Document segment —

- - -

I am the workplace "liar", feeling defeated.

posted 2 years ago in Career
Post # 2
Member
1987 posts
Buzzing bee

I’m not sure about everything else, but if I were a supervisor, in all honesty, I would bit a bit concerned about an employee who ‘lost a few hours of work for wedding-related meetings’. Especially when it sounds as if you have missed some time due to medical issues. The medical thing is totally understandable, but to add on to it losing time for your wedding, yes, your supervisor may think that you have bride-brain right now and aren’t 100% focused on the job. 

I would just make sure all of your ‘i’s are dotted and your ‘t’s are crossed for everything in the future since it sounds like she will be watching you. Double check yourself. Keep good records. Don’t let yourself be caught in a situation where your work ethic or practices will be questioned; show them you are a dependable and competent employee.

  • This reply was modified 2 years, 2 months ago by  MrsYokiman.
Post # 3
Member
185 posts
Blushing bee
  • Wedding: October 2014 - Brussels, Belgium

I don’t think there’s anything that can be done at this point with those three situations. From here on out though I’d try to make sure there aren’t any problems and work to gain her trust back. If you are unsure about anything ask someone, if not your boss maybe a co-worker can help you out.

- - -

(Stored data entries)
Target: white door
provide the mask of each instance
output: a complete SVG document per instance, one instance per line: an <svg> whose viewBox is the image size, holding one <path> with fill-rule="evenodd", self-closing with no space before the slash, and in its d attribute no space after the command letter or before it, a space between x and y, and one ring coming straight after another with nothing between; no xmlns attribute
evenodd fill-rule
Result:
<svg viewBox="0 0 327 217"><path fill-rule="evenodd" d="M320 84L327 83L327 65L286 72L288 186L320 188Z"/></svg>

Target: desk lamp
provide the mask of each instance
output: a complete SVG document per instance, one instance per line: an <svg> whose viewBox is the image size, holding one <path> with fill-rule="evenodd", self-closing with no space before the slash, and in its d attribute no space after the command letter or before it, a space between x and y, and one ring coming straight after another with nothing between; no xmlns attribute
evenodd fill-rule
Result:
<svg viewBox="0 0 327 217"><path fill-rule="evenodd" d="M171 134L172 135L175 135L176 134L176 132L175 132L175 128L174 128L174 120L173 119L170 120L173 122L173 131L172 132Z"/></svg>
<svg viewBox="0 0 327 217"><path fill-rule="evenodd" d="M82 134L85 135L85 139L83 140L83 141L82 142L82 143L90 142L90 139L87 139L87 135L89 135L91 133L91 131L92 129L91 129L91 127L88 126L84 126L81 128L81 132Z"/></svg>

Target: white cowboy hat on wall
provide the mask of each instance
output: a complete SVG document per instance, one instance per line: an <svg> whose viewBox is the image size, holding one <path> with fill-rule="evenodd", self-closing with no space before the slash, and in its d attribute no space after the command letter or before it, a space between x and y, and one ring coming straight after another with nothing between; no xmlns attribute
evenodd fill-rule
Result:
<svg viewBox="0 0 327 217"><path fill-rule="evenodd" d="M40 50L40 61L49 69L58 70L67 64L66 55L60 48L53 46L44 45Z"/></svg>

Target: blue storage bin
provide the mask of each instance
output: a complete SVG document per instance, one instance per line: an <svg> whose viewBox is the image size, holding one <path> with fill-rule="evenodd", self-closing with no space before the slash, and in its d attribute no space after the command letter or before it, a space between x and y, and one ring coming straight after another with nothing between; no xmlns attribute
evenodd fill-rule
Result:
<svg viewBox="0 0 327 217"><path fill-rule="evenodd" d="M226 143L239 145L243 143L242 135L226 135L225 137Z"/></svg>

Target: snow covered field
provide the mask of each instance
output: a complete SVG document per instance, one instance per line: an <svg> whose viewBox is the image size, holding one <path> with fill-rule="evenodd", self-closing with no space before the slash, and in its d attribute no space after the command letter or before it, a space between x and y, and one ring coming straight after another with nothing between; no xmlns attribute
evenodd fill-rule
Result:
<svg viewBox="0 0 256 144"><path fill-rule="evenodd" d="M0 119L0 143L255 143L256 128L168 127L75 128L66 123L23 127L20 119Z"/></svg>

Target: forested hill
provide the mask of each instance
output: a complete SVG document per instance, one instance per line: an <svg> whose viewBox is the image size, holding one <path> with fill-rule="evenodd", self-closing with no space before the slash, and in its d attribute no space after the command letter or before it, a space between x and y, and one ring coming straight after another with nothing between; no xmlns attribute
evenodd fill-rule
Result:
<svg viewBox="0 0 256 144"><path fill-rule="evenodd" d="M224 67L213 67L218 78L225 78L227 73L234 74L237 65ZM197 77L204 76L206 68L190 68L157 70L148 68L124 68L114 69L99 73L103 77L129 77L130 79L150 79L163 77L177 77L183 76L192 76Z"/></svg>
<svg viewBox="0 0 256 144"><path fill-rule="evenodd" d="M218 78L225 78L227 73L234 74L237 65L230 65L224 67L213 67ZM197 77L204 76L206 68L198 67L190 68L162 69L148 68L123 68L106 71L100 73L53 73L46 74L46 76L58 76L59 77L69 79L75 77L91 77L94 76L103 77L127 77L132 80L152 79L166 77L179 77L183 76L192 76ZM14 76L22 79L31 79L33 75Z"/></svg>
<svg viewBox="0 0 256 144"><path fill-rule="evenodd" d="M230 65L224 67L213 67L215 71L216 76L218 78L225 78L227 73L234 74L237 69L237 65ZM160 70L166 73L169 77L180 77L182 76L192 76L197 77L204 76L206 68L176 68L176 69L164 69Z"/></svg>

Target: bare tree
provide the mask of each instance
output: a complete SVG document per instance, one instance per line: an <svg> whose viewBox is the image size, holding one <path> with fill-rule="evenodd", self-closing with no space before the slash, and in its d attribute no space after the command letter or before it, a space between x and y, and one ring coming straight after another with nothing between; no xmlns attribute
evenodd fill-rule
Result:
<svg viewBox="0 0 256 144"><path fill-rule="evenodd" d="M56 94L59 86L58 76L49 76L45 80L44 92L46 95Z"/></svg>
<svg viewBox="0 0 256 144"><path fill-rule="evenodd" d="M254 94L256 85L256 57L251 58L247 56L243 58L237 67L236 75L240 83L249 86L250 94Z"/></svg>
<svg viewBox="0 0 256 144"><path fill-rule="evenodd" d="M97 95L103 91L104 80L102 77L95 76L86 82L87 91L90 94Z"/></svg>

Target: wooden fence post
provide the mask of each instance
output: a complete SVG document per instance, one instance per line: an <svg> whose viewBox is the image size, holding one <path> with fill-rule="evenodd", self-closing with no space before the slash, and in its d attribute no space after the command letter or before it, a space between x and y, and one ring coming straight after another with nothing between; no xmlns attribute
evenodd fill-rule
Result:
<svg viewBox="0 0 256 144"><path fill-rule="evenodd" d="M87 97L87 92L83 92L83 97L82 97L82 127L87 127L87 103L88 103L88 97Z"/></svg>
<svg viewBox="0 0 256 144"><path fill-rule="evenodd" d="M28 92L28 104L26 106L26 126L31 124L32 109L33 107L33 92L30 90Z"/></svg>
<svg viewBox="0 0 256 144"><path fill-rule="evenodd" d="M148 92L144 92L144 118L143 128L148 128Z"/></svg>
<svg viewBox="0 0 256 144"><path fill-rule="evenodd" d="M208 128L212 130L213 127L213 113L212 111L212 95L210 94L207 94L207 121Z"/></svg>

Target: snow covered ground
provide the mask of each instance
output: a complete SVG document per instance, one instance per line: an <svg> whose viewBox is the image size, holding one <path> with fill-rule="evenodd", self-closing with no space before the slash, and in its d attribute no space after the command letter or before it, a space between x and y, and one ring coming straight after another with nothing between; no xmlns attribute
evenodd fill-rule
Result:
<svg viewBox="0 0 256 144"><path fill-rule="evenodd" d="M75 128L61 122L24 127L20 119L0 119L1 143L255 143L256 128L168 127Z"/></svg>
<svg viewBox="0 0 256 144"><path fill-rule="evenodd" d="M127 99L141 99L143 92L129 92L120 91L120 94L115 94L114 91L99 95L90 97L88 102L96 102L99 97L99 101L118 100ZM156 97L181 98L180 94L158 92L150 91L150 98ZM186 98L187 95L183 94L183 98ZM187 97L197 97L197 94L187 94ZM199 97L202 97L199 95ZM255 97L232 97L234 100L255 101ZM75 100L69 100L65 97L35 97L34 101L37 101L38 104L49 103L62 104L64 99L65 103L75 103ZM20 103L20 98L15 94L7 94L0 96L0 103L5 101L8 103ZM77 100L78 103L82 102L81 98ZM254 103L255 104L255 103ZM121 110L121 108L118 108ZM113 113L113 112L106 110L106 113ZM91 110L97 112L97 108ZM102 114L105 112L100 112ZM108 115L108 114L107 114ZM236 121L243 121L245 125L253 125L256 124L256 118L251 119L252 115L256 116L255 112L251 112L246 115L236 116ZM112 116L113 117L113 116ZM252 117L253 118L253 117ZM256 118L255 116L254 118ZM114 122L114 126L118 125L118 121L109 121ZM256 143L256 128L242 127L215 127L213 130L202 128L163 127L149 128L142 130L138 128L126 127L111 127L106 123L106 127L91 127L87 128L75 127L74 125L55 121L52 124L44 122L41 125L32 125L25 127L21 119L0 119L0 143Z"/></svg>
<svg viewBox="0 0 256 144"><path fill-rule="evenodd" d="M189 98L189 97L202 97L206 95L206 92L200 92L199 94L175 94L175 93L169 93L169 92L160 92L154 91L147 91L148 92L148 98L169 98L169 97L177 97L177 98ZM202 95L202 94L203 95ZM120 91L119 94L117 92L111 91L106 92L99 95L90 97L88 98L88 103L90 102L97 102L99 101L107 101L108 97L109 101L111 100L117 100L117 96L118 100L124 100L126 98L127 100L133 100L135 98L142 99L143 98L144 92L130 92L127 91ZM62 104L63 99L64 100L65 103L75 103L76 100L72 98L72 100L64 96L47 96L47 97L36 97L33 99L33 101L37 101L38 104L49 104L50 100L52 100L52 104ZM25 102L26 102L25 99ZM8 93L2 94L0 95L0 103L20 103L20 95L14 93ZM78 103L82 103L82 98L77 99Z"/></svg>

- - -

Study questions —
a - In the forum thread about being the workplace "liar," where and when is the wedding listed in Post # 3?
b - Resume the forum thread about being the workplace "liar," picking up right after its final sentence.

Answers to the exercises —
a - In Brussels, Belgium, in October 2014.

b -
The medical stuff shouldn’t be a problem becaue that’s understandable and you have the doctor’s confirmation. I’m not sure when your wedding is, but do whatever you can to keep it from getting in the way of work. If more meetings pops up that can’t be scheduled outside of work hours maybe your fiance or a friend who knows what you want and are planning can fill in.

Post # 5
Member
1517 posts
Bumble bee
  • Wedding: February 2012

Hmm – I was a manager for a long time with a large organization and I dealt with a plethora of illness related absences, none of which were wedding related. Had I even one 30 minute absence for a wedding related issue, I would be going over the total time off and viewing the issues with a lot of skepticism.

I’m sorry, but business is business and my boss would have come down on me for a performing my duties incompetently. Since you are my responsibility, I really couldn’t argue the point could I?

I don’t believe for a second you are incompetent, perhaps just young and inexperienced. Unfortunately the world outside of your world is vicious and unpredicable. For every job you aren’t able to perform, there are dozens, if not hundeds of people who will.

Protect yourself and your personal life from any further scrutiny and plan your marriage on your days off.

Let us know how you are doing ok? I do hope you can sort this out.

 

Post # 6
Member
1987 posts
Buzzing bee

WeddingBells2014:  I’m sorry, I guess I misunderstood. You said, ‘But then at the beginning of September I had to lose a few hours of work to attend wedding related meetings‘ in addition to your medical time off, so I thought that meant you took time off work for wedding-related issues.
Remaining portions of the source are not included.